- _Directions for this task_: The response must consist of each line in the listing that has the word "photo" in it.
□ □ □
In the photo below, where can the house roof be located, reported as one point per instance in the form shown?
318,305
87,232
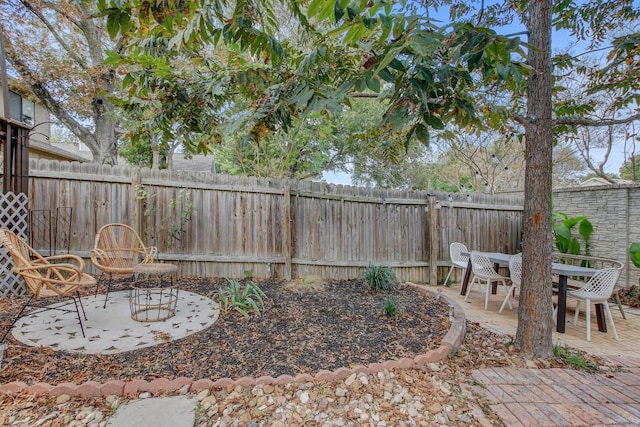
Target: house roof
50,151
596,180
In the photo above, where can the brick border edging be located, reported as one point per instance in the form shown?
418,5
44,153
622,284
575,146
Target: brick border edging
132,388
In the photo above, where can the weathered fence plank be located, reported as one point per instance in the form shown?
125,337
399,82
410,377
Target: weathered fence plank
273,227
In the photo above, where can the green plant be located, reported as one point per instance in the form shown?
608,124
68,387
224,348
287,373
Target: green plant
176,229
246,300
380,278
392,307
563,352
634,253
564,241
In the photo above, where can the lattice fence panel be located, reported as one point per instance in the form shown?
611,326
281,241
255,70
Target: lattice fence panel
14,216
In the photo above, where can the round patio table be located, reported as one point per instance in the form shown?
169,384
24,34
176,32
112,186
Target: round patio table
153,298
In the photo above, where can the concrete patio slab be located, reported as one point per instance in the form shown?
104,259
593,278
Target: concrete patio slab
176,411
112,330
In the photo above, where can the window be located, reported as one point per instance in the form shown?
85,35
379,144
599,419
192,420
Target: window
21,109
□ □ □
- _Reply to the task_:
In the photo below, where can the house roof be located, reported as one point per instance in the form shown?
In the photo above, where can the brick border edging be located, reported as one point per instance in the form shown?
In the photo above, where can the weathered fence plank be located, reported as one point per instance in the form shown?
In the photo above, where can the green plant be located, reported as one point per instance in the form shown?
In the photo above, where can the lattice fence panel be located, reported as one point per instance in the form shown?
In the photo above, where can the round patio table be located, reported as one point per instance in the form shown?
In the photo above, where can the concrete patio slab be located, reported as one point per instance in the form shown?
In the photo above, where can the window be located, reported as one point per instance in the form shown?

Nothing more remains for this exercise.